Return, from the listing that follows, each line containing the word "window".

[Input for this task]
* * * *
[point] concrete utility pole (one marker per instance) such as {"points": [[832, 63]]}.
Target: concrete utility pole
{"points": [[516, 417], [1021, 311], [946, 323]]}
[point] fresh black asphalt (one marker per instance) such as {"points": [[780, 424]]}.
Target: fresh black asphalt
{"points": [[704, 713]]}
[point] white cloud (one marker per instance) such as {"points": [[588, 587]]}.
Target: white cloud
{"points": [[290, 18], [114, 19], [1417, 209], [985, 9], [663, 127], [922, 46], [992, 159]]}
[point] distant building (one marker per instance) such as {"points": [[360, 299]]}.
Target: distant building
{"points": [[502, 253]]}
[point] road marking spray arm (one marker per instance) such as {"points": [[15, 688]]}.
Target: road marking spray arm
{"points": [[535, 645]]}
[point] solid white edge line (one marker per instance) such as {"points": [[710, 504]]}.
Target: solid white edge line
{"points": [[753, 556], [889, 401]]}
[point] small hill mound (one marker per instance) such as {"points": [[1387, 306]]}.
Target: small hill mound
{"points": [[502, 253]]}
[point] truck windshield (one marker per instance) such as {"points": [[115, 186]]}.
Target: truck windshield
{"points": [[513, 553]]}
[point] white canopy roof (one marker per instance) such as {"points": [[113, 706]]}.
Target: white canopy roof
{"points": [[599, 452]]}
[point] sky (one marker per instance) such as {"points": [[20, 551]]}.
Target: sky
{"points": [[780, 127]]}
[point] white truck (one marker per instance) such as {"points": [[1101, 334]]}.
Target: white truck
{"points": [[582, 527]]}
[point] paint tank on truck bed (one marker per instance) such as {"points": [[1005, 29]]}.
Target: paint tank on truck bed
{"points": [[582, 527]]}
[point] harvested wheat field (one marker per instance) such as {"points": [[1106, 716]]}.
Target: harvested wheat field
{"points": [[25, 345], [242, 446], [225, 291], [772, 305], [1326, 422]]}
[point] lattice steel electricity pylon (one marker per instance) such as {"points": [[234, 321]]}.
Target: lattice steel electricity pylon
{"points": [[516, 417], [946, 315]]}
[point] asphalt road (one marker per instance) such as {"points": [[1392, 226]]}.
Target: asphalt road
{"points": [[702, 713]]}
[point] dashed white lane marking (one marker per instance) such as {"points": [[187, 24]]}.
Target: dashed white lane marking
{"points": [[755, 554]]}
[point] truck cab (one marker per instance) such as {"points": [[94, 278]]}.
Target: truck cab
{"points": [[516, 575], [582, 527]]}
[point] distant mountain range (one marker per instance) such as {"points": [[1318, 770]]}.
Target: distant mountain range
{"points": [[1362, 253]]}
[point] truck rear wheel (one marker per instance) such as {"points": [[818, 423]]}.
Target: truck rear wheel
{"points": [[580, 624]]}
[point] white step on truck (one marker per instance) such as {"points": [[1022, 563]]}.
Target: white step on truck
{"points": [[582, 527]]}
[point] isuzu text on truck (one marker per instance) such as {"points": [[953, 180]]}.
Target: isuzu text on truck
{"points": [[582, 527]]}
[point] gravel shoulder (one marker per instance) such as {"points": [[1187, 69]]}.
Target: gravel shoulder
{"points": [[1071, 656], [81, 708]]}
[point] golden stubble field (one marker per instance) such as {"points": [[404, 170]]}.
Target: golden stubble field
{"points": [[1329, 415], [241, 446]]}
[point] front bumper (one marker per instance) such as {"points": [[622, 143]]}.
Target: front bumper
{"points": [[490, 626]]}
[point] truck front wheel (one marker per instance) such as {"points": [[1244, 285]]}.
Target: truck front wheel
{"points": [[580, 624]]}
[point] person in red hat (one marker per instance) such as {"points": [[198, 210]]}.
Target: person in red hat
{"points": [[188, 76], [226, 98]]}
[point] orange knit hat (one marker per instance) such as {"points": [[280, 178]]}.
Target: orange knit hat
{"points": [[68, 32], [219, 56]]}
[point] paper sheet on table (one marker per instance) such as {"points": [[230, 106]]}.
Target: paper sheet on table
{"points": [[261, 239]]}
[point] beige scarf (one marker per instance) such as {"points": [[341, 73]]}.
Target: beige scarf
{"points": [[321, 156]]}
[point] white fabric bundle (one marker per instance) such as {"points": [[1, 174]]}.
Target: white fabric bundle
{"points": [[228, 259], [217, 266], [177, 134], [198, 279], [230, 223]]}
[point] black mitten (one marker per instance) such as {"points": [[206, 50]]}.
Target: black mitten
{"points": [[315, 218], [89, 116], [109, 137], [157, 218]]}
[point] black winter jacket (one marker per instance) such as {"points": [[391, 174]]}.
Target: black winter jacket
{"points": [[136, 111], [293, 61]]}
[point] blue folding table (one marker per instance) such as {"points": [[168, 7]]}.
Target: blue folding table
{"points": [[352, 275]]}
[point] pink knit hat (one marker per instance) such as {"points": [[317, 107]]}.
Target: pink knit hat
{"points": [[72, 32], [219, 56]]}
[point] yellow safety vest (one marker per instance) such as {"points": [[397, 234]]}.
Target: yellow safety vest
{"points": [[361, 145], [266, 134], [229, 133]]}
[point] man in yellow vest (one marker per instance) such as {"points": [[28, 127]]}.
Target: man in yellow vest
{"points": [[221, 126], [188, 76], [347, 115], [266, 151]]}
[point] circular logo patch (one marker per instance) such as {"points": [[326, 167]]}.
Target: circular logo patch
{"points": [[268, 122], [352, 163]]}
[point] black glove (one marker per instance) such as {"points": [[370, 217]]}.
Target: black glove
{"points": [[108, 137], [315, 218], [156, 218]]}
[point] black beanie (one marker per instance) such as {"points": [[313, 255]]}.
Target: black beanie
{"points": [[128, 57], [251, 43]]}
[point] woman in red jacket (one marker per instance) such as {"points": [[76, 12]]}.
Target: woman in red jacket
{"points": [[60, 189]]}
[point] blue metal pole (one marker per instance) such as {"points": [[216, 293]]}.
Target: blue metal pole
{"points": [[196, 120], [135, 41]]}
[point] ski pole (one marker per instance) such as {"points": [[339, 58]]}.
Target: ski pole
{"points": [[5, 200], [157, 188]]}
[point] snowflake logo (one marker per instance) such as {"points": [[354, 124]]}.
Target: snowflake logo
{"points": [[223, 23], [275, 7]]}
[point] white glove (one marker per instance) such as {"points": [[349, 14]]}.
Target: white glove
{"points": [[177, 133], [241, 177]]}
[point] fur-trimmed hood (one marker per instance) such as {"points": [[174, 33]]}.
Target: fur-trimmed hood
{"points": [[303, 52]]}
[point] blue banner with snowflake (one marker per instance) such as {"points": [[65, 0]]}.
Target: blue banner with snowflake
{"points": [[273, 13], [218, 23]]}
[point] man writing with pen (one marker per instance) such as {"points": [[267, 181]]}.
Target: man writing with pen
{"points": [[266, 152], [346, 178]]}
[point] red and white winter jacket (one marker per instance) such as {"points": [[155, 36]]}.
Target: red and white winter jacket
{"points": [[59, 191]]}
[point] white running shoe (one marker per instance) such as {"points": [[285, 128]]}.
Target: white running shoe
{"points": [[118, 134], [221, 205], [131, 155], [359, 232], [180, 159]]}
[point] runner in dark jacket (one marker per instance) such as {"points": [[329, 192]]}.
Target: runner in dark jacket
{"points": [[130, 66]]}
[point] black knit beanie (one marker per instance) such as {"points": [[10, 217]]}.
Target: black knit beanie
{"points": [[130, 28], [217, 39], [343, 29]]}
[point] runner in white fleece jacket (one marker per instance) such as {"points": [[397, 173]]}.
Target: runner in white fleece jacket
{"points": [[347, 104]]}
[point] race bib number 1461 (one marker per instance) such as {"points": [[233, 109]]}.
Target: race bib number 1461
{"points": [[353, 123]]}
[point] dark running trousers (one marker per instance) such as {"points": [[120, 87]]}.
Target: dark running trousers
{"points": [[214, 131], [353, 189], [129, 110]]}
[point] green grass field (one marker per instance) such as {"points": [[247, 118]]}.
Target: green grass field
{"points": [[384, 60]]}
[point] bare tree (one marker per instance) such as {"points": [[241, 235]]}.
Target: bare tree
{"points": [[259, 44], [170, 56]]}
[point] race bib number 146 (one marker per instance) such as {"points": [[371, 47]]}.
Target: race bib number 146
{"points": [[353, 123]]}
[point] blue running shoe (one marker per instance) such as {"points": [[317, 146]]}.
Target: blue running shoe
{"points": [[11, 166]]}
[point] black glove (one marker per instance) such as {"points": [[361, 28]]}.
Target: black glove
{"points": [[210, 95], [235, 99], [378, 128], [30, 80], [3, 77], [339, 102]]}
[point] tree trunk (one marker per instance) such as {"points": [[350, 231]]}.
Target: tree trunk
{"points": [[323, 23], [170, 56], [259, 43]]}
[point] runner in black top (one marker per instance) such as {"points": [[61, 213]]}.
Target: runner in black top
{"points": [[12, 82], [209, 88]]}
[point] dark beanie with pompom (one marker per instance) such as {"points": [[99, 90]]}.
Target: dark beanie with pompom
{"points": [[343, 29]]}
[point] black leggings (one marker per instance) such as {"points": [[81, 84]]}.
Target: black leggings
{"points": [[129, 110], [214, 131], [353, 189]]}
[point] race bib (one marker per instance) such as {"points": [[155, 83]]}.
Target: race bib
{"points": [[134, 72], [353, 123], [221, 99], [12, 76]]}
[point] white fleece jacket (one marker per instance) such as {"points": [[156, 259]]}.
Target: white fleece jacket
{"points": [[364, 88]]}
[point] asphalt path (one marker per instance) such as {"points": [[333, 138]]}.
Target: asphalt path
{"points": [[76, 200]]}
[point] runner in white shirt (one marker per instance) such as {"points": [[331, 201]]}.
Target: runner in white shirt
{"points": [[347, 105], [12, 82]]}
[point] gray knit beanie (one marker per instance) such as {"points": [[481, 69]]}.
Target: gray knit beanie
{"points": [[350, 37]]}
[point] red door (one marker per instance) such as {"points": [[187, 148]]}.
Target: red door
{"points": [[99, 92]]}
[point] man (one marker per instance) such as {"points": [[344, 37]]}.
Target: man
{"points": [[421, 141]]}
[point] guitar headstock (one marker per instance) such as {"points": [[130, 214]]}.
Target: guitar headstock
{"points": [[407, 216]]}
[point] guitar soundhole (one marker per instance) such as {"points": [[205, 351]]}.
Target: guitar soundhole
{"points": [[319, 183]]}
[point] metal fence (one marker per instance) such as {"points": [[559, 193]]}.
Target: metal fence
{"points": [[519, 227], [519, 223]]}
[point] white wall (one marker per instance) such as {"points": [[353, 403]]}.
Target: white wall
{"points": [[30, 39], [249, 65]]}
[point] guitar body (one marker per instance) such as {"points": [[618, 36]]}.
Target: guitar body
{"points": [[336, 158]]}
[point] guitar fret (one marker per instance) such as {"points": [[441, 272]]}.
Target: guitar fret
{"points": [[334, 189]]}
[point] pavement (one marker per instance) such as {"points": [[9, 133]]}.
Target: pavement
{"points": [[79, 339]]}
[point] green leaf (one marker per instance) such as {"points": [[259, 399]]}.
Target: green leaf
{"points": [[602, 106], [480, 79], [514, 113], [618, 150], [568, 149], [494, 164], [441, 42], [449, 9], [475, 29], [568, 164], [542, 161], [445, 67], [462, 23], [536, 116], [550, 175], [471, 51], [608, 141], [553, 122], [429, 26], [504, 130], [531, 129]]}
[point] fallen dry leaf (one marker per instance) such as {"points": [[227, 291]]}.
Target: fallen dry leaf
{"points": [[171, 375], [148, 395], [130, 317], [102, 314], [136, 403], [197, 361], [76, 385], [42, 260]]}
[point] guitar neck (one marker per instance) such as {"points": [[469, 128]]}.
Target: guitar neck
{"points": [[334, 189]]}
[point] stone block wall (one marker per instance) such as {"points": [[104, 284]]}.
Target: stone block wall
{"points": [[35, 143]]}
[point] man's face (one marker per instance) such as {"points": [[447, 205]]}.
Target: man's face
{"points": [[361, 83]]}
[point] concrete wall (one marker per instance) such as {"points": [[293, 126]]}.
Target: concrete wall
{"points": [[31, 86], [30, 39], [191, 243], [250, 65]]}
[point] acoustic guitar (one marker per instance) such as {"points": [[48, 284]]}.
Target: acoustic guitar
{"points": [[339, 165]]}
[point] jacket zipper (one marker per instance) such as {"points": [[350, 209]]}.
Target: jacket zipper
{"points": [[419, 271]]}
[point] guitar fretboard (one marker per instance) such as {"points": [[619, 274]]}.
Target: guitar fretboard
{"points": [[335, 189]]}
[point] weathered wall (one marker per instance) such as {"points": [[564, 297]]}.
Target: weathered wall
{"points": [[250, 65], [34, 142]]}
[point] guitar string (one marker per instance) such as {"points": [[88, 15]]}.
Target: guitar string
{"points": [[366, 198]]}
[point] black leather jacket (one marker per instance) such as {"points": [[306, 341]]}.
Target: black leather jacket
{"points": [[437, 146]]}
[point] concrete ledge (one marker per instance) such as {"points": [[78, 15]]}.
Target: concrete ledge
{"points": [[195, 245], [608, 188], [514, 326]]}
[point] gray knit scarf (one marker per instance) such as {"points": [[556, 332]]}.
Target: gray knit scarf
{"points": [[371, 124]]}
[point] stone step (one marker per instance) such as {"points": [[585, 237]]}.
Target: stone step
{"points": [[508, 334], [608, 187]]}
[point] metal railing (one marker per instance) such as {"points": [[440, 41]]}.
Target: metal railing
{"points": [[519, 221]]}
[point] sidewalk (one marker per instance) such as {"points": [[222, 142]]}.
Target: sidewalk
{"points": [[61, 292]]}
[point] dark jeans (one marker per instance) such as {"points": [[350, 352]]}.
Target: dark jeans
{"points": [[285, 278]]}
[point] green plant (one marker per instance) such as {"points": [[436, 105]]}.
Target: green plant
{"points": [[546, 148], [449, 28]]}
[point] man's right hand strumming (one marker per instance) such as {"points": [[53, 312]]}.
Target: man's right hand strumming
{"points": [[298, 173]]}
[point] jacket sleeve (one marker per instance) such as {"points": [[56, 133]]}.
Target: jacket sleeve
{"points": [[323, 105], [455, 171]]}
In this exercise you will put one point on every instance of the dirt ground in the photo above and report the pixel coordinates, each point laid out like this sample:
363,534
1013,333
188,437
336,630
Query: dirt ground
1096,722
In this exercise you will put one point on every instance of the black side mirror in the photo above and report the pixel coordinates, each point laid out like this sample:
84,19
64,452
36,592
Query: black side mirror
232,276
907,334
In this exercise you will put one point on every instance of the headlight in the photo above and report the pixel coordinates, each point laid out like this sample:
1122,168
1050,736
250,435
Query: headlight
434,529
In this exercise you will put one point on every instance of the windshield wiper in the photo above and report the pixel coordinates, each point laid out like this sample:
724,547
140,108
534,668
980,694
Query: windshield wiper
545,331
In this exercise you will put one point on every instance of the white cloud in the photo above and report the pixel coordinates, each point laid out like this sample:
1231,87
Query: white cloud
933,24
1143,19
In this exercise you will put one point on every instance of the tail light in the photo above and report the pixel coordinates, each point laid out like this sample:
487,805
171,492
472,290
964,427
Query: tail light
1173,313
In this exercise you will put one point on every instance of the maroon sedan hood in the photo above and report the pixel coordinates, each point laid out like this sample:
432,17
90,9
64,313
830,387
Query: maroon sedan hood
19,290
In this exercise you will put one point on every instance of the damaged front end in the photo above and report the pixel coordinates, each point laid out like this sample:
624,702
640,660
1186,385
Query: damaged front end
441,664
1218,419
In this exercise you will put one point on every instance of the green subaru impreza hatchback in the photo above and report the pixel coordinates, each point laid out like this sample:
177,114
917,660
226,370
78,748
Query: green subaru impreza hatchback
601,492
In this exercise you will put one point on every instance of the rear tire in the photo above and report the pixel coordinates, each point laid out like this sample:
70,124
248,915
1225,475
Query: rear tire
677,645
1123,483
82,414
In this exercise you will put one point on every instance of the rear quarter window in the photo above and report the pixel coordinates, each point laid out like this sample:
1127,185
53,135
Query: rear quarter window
* * * *
[Written solution]
In this exercise you will put one point on every instance of the rear quarter window in the photo above and report the pixel coordinates, each point laid out like this sample:
Query: rear quarter window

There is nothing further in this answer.